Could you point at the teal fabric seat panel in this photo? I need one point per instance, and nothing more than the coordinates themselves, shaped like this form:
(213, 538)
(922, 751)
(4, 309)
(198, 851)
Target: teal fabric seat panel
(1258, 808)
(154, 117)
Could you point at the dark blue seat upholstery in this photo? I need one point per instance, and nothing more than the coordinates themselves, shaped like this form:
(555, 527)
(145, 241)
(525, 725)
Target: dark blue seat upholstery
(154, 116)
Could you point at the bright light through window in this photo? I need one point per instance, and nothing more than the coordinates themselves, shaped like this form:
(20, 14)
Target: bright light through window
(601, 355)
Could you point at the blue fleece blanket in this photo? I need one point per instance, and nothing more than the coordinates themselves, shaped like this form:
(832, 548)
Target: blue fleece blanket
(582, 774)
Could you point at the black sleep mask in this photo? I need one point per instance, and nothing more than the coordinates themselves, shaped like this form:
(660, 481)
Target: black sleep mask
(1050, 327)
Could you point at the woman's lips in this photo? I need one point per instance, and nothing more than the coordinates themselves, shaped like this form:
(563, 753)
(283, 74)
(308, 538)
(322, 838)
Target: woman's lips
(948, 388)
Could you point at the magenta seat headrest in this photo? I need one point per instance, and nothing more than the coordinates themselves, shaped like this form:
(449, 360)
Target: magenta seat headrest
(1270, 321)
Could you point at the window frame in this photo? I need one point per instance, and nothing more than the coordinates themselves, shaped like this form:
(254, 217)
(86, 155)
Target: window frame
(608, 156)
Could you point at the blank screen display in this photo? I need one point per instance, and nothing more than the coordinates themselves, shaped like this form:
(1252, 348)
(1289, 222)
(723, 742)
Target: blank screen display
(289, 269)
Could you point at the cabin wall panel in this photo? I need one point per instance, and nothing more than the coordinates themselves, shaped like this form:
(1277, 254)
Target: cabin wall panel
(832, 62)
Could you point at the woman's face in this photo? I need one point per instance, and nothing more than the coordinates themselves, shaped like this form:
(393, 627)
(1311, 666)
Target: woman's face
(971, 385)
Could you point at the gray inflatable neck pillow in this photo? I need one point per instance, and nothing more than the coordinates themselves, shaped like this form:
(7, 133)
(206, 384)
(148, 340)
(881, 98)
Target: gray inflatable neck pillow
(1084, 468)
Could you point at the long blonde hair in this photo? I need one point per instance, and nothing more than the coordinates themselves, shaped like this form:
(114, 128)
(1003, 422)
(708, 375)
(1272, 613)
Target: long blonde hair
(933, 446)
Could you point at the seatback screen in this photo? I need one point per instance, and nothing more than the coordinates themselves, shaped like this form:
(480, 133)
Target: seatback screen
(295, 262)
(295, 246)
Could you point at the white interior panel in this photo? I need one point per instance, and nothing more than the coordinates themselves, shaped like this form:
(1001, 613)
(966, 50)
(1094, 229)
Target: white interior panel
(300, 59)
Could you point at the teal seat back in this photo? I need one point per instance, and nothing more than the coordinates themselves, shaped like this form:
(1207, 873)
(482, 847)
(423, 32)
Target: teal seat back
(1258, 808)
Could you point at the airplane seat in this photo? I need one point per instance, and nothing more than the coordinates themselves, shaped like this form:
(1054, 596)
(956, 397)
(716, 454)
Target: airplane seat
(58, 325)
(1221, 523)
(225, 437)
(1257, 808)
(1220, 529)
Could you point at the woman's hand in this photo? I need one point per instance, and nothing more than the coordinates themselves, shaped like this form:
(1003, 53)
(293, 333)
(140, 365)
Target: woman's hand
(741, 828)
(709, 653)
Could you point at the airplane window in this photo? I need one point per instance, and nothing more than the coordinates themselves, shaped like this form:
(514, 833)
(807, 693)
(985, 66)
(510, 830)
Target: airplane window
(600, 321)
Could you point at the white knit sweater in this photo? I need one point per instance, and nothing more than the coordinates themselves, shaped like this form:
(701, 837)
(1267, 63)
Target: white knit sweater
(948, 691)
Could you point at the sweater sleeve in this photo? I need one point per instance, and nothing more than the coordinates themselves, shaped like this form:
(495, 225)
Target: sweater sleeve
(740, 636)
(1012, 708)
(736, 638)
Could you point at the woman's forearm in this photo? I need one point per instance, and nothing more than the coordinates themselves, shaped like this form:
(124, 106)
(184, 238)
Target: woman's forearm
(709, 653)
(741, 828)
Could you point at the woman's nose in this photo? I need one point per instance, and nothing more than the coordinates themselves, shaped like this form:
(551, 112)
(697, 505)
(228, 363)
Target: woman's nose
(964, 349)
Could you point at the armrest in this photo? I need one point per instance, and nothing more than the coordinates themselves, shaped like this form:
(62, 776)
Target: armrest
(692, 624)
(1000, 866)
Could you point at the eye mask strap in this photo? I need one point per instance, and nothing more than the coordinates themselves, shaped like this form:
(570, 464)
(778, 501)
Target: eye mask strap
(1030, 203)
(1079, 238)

++++

Description of the task
Swap "one point per instance" for "a single point per instance" everywhere it appears in the lines above, and give all the lines back with nothing else changed.

Finished task
Could you point at the teal fabric seat panel in this photo? I need a single point per instance, and nothing more than the coordinates themselves, shaped like this form:
(213, 538)
(922, 751)
(4, 309)
(198, 851)
Target: teal fabric seat panel
(1258, 808)
(154, 117)
Could you point at the dark blue seat upholstery in this photo? I need a single point per instance, and nothing more than the coordinates themselves, shaped like this form:
(555, 527)
(145, 241)
(525, 725)
Target: dark blue seat upholstery
(154, 116)
Could you point at the bright light through window in this photo? I need a single point per instance, and nothing more than the coordinates themselves, shaped like this form:
(20, 14)
Target: bright light through window
(601, 355)
Could you point at the blue fleece blanket in this photo? I need a single point per instance, and nothing more than the coordinates themselves, shaped like this form:
(832, 548)
Target: blue fleece blanket
(582, 774)
Could you point at the black sleep mask in this photo? I need a single point per instance, and nothing more than the coordinates themselves, shaped like this form:
(660, 481)
Target: black sleep mask
(1050, 327)
Could you point at the woman's lips in this photo? I need a single point per instance, and nothing more than the coordinates themselves, shaped like this form:
(563, 753)
(283, 74)
(308, 538)
(322, 838)
Target: woman's lips
(948, 388)
Could you point at the magenta seat headrest in this photo? I need a single point per instance, and nothing more than the coordinates themselves, shaped like this form:
(449, 360)
Target: magenta seat headrest
(1270, 321)
Could you point at the window frame in this photo? I need a single point per instance, and nothing more than the coordinates themselves, shaped like this form:
(254, 217)
(86, 155)
Target: window frame
(608, 156)
Could you point at the blank screen display in this photo? I need a single point per instance, and nothing more than the coordinates themselves, shaped like this form:
(1252, 348)
(1289, 222)
(723, 742)
Target: blank screen display
(289, 269)
Could you point at the cabin wall panel in this photo? I need a single point per instance, and nothing more than the coordinates themselves, shaped like this form:
(1277, 254)
Target: cabin wall panel
(832, 62)
Could you point at the woman's face in this photo? I need a single point per instance, and nothing more than the coordinates themselves, shaped like this form:
(393, 627)
(1311, 666)
Target: woman's face
(971, 385)
Could you point at the gray inflatable neck pillow in this photo? I need a single point per instance, and nothing more than the coordinates themselves, shaped like this form:
(7, 133)
(206, 384)
(148, 340)
(881, 98)
Target: gray inflatable neck pillow
(1084, 468)
Could you point at the long blonde hair in this photo? I need a single point per instance, and nothing more than the coordinates themselves, shaped like this form:
(114, 128)
(1003, 422)
(708, 375)
(1272, 613)
Target: long blonde hair
(933, 446)
Could you point at the seatback screen in this photo? I need a single point per instance, and nothing more than the coordinates themselves, shaped like this form:
(480, 133)
Target: seatback screen
(295, 262)
(295, 246)
Could you point at the white interior panel in this photo? I need a single point per instance, and nothing more than the coordinates themselves, shaped like this form:
(1001, 613)
(966, 50)
(1094, 229)
Target: white interior panel
(300, 59)
Could you point at the teal seat back in this photo? I need a single point per instance, and nothing more than the coordinates themselves, shaped like this form:
(1207, 873)
(482, 847)
(423, 32)
Target: teal seat back
(1258, 808)
Could you point at the airplane seat in this photo? I need a single point per instance, and nothing more than the coordinates themselves, shaped like this form:
(1054, 596)
(956, 397)
(716, 454)
Target: airplane seat
(58, 325)
(1221, 523)
(225, 437)
(1257, 808)
(1220, 529)
Could you point at the woman's hand in this photo? I need a single point per instance, and nothing more than the coordinates themselves, shaped like this form:
(1003, 53)
(293, 333)
(140, 365)
Target: woman's hand
(741, 828)
(709, 653)
Could you point at the airplane window in this photo? I need a single point per instance, and nothing more than the coordinates themselves, shaped like this form:
(514, 833)
(807, 693)
(985, 66)
(510, 830)
Target: airplane window
(600, 321)
Could you point at the white knit sweater in this photo? I need a single point per instance, and nothing more than the coordinates themselves, shaped like this form:
(701, 837)
(1267, 63)
Target: white knit sweater
(948, 691)
Could you point at the sweater sleeve in this photo? I need a single point per instance, and nothing more than the coordinates themselves, shaped like this form:
(495, 225)
Target: sweater sleeve
(740, 636)
(1012, 708)
(736, 638)
Could you point at the woman's forearm in this photo? I need a single point per instance, and nothing more than the coordinates themselves, shaped like this form:
(124, 106)
(184, 238)
Target: woman's forearm
(709, 653)
(741, 828)
Could you point at the woman's nose in this photo? I need a single point per instance, and nothing more than the coordinates themselves, shaped like this form:
(551, 112)
(697, 505)
(228, 363)
Target: woman's nose
(964, 349)
Could you point at the armrest in this photo? I need a single point per instance, and nothing more than the coordinates themselves, shaped like this form:
(62, 776)
Target: armrest
(692, 624)
(1000, 866)
Could you point at the eye mask strap in this photo? I need a single point per instance, and nothing more than the coordinates themselves, shaped like this form:
(570, 464)
(778, 501)
Target: eye mask strap
(1030, 203)
(1079, 238)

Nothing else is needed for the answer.